What you need to do: Set out the material as a Markdown table with the columns Row and Line, giving each line a row number. Begin with the line containing "Q: Point out each instance of the white bird", go through the end of the material, and leave out any blank lines.

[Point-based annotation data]
# # #

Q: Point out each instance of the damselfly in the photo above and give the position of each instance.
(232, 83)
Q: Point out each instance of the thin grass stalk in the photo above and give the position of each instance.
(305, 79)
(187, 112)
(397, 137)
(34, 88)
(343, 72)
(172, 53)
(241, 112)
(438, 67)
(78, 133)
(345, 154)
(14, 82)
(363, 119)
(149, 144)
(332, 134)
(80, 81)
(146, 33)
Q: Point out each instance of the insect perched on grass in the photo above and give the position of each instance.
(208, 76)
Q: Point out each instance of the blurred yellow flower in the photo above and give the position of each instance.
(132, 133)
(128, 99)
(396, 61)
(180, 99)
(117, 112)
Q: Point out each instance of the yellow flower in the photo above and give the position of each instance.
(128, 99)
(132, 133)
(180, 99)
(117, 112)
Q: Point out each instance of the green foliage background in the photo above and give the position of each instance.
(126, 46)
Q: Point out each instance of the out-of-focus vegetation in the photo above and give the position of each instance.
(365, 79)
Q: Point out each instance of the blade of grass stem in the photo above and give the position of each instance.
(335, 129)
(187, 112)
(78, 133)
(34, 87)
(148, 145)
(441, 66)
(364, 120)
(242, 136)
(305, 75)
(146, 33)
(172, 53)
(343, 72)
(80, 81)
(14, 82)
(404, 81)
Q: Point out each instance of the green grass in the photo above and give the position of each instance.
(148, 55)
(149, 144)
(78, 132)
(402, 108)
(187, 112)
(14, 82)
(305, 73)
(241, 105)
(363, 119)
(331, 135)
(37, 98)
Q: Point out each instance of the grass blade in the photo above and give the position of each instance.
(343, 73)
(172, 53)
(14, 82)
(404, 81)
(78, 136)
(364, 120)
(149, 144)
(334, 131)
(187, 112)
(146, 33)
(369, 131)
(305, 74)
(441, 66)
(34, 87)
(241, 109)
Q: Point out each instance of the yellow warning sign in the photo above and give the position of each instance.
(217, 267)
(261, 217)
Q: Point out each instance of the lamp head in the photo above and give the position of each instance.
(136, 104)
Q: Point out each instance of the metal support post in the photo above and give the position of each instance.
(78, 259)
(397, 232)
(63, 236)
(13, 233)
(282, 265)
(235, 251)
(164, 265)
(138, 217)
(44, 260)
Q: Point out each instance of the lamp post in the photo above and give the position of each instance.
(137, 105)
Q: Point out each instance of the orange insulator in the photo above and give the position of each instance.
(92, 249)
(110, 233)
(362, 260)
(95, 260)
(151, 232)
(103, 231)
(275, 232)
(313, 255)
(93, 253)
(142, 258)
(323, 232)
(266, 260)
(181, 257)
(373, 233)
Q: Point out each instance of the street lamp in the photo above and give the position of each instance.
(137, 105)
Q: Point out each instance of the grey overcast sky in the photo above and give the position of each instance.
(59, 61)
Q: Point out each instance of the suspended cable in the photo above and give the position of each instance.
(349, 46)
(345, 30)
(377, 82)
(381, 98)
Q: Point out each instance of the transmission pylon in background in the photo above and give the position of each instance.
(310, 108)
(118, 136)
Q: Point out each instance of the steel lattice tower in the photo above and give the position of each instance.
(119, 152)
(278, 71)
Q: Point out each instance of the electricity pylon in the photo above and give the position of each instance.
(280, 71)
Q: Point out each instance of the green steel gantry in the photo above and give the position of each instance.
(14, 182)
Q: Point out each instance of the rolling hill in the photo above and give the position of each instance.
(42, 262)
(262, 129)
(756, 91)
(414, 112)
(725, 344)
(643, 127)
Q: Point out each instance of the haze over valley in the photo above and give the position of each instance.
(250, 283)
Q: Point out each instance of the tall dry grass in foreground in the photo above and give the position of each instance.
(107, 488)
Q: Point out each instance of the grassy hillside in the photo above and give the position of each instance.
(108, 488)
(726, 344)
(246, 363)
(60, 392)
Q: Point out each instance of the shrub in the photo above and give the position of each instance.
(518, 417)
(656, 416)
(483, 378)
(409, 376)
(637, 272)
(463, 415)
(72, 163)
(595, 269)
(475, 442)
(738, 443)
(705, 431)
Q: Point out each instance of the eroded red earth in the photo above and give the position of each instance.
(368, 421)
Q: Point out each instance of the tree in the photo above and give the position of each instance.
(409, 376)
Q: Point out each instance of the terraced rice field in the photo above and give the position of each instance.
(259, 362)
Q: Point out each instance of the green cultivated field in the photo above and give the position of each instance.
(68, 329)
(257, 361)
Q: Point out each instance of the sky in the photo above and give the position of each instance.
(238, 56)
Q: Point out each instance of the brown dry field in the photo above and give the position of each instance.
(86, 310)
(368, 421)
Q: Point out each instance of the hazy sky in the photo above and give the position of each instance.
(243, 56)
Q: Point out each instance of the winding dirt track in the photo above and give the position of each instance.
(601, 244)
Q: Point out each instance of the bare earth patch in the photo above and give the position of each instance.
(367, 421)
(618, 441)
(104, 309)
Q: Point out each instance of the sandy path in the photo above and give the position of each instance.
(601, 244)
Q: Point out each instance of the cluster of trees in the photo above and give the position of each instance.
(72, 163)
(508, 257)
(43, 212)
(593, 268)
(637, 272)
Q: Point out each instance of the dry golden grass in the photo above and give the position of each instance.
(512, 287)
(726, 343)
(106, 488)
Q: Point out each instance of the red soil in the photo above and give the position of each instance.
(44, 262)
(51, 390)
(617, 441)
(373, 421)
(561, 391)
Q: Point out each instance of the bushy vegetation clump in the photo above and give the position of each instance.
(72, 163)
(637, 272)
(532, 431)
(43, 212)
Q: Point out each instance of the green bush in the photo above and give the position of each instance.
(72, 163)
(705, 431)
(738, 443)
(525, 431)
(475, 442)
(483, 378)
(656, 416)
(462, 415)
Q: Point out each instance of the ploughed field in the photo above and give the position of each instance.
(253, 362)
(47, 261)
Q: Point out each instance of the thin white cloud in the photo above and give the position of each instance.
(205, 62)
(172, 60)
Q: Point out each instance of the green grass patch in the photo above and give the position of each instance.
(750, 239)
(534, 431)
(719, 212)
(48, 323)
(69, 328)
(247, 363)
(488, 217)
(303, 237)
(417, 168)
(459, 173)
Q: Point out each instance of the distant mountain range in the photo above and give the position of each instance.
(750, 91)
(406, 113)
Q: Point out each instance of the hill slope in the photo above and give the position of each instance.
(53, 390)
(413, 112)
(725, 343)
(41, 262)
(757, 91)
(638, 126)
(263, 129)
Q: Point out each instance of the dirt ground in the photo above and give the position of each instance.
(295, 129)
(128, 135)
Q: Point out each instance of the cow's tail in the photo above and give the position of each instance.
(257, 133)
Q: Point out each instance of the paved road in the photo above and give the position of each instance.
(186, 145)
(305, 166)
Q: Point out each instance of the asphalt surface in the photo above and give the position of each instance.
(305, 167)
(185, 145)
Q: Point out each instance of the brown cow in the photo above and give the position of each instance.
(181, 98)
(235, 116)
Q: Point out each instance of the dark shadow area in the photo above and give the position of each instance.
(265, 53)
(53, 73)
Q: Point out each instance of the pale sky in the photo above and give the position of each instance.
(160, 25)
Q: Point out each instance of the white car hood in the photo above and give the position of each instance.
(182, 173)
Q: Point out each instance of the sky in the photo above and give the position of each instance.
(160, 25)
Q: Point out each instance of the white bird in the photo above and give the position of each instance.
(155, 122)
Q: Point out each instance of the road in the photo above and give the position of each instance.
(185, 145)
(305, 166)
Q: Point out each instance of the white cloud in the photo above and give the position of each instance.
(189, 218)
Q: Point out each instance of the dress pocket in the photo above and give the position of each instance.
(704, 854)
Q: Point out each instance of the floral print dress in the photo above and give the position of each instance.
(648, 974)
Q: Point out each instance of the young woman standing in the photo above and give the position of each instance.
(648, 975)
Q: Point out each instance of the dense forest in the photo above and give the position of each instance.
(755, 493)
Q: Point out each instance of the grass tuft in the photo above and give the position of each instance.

# # #

Correct response:
| Row | Line |
|---|---|
| 1 | Q: Point out each instance of the white bird in the photo above and give the position of each instance. |
| 2 | (155, 122) |
| 3 | Q: Point out each instance of the road in the photo above and give the position of each instance. |
| 4 | (185, 145) |
| 5 | (305, 166) |
| 6 | Q: Point out each instance of the white cloud in the photo above and give the position of each instance. |
| 7 | (189, 218) |
| 8 | Q: Point out each instance of the dress pocket in the photo above and give the position of each instance. |
| 9 | (704, 854) |
| 10 | Q: Point out each instance of the floral print dress in the photo above and give the position of each instance. |
| 11 | (648, 974) |
| 12 | Q: Point out each instance of the young woman standing in the photo above and give the position of each instance. |
| 13 | (648, 975) |
| 14 | Q: Point out each instance of the dense forest in the photo above and give the position of each instance. |
| 15 | (755, 493) |
| 16 | Q: Point out each instance of the grass tuft in the photo above and give the position of each instance. |